## What is asked
Can you print every entry below word for word, with the pictures left out?

[Start Records]

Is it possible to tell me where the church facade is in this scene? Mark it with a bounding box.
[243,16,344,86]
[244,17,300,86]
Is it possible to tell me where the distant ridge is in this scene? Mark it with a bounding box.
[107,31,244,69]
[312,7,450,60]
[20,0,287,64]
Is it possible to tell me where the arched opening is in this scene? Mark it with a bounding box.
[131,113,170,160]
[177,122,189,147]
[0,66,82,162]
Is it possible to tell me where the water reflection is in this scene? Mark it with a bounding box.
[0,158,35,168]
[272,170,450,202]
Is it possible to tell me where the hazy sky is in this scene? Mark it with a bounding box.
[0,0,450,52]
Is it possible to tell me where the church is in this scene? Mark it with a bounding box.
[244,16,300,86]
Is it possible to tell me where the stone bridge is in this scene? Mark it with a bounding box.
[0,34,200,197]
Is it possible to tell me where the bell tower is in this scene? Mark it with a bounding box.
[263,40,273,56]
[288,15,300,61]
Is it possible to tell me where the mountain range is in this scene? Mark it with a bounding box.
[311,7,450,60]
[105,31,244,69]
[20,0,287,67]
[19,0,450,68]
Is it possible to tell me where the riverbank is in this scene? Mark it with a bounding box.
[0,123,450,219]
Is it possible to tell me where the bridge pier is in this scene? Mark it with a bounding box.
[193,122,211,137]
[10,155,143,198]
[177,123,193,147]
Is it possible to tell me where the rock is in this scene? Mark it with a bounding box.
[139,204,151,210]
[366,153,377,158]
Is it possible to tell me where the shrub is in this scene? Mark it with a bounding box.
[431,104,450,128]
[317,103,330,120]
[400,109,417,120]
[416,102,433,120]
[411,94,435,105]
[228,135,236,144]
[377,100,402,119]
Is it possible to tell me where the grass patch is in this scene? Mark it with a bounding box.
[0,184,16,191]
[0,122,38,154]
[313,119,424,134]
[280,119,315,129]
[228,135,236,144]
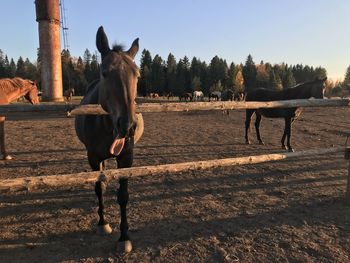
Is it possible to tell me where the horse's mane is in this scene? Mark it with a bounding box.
[112,44,125,53]
[0,77,25,93]
[112,44,140,75]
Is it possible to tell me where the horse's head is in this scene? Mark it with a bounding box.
[24,80,39,104]
[96,27,139,155]
[310,77,327,99]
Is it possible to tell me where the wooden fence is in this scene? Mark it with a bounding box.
[0,99,350,202]
[0,147,350,192]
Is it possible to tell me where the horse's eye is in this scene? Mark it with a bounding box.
[102,70,108,78]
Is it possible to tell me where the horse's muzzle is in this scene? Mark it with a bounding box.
[114,117,135,138]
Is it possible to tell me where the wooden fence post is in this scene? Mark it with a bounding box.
[345,147,350,203]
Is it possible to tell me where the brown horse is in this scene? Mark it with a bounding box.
[75,27,143,252]
[0,78,39,160]
[245,78,327,152]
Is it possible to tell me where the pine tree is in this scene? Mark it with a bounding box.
[138,49,152,96]
[242,54,257,92]
[342,66,350,91]
[150,55,165,95]
[164,53,176,94]
[282,68,296,89]
[16,56,26,78]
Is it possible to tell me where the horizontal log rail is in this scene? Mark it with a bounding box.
[0,99,350,116]
[0,147,350,192]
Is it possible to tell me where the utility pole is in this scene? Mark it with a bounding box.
[35,0,63,101]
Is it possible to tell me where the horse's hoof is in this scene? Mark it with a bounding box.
[97,224,113,236]
[117,240,132,254]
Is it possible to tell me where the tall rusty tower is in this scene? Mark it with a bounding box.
[35,0,63,101]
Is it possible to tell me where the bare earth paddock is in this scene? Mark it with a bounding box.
[0,108,350,262]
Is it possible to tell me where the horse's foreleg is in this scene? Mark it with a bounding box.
[117,144,134,253]
[117,179,132,253]
[281,119,288,150]
[245,109,254,144]
[255,112,264,145]
[95,176,112,235]
[0,117,12,160]
[286,119,294,152]
[88,155,112,235]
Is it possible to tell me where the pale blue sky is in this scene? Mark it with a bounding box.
[0,0,350,79]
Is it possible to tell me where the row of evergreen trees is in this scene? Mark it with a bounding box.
[138,49,327,95]
[0,49,350,96]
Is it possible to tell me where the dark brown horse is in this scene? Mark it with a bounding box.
[233,91,244,101]
[75,27,143,252]
[63,88,75,102]
[0,78,39,160]
[179,92,193,101]
[209,91,221,101]
[245,78,327,152]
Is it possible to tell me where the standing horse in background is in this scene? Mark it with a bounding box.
[193,90,204,101]
[209,91,221,101]
[75,26,143,252]
[233,91,244,101]
[179,92,193,101]
[0,78,39,160]
[221,89,233,101]
[63,88,75,102]
[245,78,327,152]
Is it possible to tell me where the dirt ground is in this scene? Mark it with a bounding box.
[0,100,350,262]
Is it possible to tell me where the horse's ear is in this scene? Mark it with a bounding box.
[126,38,139,59]
[96,26,110,58]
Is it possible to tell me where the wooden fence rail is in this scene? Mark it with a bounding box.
[0,99,350,116]
[0,147,350,192]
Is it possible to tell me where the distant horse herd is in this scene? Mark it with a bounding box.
[0,27,326,255]
[146,89,244,102]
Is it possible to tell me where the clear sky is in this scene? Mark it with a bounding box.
[0,0,350,80]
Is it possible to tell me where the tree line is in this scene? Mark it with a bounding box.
[0,49,350,96]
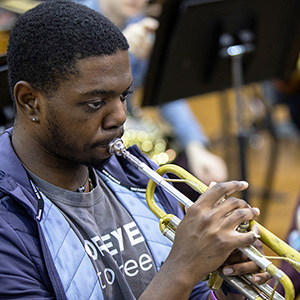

[End Records]

## Exercise response
Is it possible to tell me where the church facade is in this scene? Mark it with a bounding box.
[243,16,344,86]
[244,17,300,86]
Is it possible to tell me where the distant ridge is in this scene? Mark it with a bounding box.
[107,31,244,69]
[312,7,450,60]
[20,0,287,64]
Is it possible to tell me where the arched opening is in this scene? Mark it with a bounding box.
[131,113,170,160]
[177,122,189,147]
[0,66,82,162]
Is it possible to tell me where the water reflection is in this scene? Mark it with a bounding box.
[0,158,35,168]
[272,170,450,202]
Is it possible to tell me where the hazy sky is in this scene? Mark it with a bounding box.
[0,0,450,52]
Is it possible to tell me where the church is in this scene? Mark it with a bounding box.
[244,16,300,86]
Is it possible to tell me where the stone bridge is in this scene? Mark it with a bounding box.
[0,34,200,197]
Is it possible to tell me where the bell tower is in this scene? Mark it with a bounding box.
[263,40,273,56]
[288,15,300,61]
Is it possible to tell me where the mountain range is in this scene? Mark it with a bounding box.
[311,7,450,60]
[105,31,244,69]
[20,0,287,67]
[19,0,450,68]
Is it possible to tell me where the riverbank is in this scene? Mark it with a bounding box.
[0,123,450,219]
Is it possible to tell me where the bridge pier is in this scene? Mark it with a bounding box.
[193,122,211,137]
[10,155,143,198]
[177,123,193,147]
Is it possible to tell me where the rock is in this scene? Mark it with a bounding box.
[139,204,151,210]
[366,153,377,158]
Is it possible to tell me where the shrub is in this scene? Mark it with a bounding box.
[431,104,450,128]
[317,103,330,120]
[400,109,417,120]
[416,102,433,120]
[411,94,435,105]
[228,135,236,144]
[377,100,402,119]
Is it possible to tell me where the grass patch is in this scene? Mark it with a bounding box.
[0,184,16,191]
[0,122,38,154]
[313,119,424,134]
[280,119,315,129]
[228,135,236,144]
Is it possible to tell me where the horse's mane is in this scene? Mark it with a bounding box.
[112,44,125,53]
[0,77,25,93]
[112,44,140,75]
Is it possible to tell me where the horse's head is in this scene? Mark it with a bounding box.
[24,80,39,104]
[96,27,139,155]
[310,77,327,99]
Is it possible to tell me where the wooden fence is in this scene? Mark it with a bounding box.
[0,99,350,202]
[0,147,350,192]
Is it possible to tell me where the horse's eye is in this scene? Mark it with a bounding box.
[102,70,108,78]
Is it possible to tell me where the horse's muzzle is in this scene? Mark it with a bounding box.
[114,117,135,138]
Is it possible to tell me where the wooden fence post is in this scene? Mark it with a bounding box.
[345,147,350,203]
Is it possible to tell me where the brown horse is in this scene? Mark it with a bounding box.
[75,27,143,252]
[0,78,39,160]
[245,78,327,152]
Is it possible to tell me where the pine tree is in this scene? Mark it with a bounding box.
[138,49,152,96]
[242,54,257,92]
[342,66,350,91]
[150,55,165,95]
[164,53,176,94]
[282,68,296,89]
[16,56,26,78]
Is it possible to tell me where the horizontal log rail is in this scene? Mark it with a bounding box.
[0,99,350,116]
[0,147,350,192]
Is it possible to tell me where the utility pole is in this scene? Mark it with a bounding box.
[35,0,63,101]
Is it possible to tell me where the horse's hoof is in this scene? Mark it with a bounding box.
[97,224,113,236]
[117,240,132,254]
Is it possible to tell me where the tall rusty tower is in this scene? Mark it with a bounding box.
[35,0,63,101]
Is it possible to tell me where the bare earth paddock is in this scene? Mark it with a bounding box.
[0,108,350,262]
Is it possible to tell me where the horse's foreleg is in this scene? Mark it with a bounding box.
[117,144,134,253]
[117,179,132,253]
[281,119,288,150]
[245,109,254,144]
[255,112,264,145]
[95,176,112,235]
[0,117,12,160]
[286,119,294,152]
[88,155,112,235]
Is it possible to tell me where the pale blue sky is in this scene? Mark it with a bounding box.
[0,0,350,79]
Is it possible to tell me where the row of evergreen trees is in this scene? Mark it with a bounding box.
[138,49,327,95]
[0,49,350,96]
Is it possible to tell me where the dark brown horse is in this scene? Mark it with a bounding box.
[233,91,244,101]
[75,27,143,252]
[63,88,75,102]
[0,78,39,160]
[179,92,193,101]
[209,91,221,101]
[245,78,327,152]
Is it possible to tell me where the standing horse in background is in this scene? Mark it with a bounding box.
[193,90,204,101]
[209,91,221,101]
[75,26,143,252]
[233,91,244,101]
[179,92,193,101]
[0,78,39,160]
[221,89,233,101]
[63,88,75,102]
[245,78,327,152]
Is it possible to tell me where the dirt ground is in this scene? Mark it with a bounding box.
[0,100,350,262]
Is it possible to tell me where the horse's ear is in this scene? Mark it with a bounding box.
[126,38,139,59]
[96,26,110,58]
Is it possible to tell me where the wooden fence rail is in this scene? Mark it with a bounding box.
[0,99,350,116]
[0,147,350,192]
Is it possible to tell me where the distant horse herd is in this scene? Mark it with a bounding box.
[0,27,326,255]
[146,89,244,102]
Is it possible to tell me where the clear sky is in this scene? Mark it with a bounding box.
[0,0,350,80]
Is it possible to tell me where the tree line is in this scene? Mark it with a bounding box.
[0,49,350,96]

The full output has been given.